Your answer must consist of every line from the data below that includes the word "segment".
[Input for this task — start]
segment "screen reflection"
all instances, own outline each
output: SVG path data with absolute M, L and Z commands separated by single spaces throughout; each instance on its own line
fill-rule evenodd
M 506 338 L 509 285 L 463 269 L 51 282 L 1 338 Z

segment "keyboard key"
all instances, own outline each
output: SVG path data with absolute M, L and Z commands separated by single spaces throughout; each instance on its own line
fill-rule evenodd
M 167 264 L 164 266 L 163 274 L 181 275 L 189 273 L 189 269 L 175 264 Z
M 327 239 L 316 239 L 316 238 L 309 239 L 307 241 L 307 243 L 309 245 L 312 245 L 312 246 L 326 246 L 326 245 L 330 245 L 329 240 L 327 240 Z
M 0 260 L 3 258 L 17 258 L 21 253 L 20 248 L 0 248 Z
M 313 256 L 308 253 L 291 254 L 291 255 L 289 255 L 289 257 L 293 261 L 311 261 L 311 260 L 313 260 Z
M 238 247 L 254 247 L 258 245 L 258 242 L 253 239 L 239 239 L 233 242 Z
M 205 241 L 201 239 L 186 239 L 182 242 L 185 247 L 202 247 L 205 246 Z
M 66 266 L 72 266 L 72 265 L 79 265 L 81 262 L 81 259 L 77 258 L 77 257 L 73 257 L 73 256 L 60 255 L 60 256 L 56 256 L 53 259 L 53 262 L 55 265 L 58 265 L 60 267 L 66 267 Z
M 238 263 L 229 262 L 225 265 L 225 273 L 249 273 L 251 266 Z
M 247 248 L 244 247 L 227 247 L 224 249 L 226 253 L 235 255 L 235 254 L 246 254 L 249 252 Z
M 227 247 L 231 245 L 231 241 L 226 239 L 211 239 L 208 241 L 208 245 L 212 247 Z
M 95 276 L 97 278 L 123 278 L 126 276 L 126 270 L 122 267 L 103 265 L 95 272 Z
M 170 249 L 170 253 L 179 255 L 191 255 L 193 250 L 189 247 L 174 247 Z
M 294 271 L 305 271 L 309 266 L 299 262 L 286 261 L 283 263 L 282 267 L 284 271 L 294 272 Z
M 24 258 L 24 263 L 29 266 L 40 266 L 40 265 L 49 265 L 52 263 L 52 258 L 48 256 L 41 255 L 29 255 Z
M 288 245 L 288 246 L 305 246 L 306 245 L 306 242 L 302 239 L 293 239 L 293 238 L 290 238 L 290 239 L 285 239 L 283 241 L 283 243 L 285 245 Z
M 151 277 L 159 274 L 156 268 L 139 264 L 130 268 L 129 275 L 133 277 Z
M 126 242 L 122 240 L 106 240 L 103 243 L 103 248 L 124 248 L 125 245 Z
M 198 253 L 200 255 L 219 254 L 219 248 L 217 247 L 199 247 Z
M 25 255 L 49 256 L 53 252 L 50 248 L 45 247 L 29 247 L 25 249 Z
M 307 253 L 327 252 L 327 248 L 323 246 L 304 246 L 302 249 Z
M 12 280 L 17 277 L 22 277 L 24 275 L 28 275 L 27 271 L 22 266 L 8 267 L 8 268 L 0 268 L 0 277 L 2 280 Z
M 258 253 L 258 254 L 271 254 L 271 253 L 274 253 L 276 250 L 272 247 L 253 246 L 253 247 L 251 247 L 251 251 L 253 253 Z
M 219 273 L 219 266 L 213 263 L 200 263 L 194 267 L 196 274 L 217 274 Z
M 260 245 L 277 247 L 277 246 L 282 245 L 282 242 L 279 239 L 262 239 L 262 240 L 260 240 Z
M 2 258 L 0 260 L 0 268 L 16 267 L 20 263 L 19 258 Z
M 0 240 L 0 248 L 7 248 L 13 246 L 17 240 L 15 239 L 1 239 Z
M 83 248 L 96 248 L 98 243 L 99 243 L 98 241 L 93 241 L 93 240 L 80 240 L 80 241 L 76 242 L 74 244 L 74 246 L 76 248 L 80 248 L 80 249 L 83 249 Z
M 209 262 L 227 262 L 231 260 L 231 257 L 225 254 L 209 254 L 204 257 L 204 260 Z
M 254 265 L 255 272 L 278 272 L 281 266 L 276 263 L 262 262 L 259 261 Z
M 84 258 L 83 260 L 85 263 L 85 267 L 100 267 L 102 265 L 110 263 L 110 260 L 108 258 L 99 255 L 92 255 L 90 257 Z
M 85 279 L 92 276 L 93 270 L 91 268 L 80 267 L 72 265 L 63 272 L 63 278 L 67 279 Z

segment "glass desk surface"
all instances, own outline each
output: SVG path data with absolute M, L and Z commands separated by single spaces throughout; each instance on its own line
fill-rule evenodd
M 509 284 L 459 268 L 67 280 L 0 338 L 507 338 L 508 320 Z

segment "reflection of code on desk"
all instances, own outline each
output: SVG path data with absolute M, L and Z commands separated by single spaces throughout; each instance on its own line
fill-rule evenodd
[Input for this task — finish]
== Exercise answer ==
segment "screen reflection"
segment "keyboard key"
segment "glass desk surface"
segment "reflection of code on desk"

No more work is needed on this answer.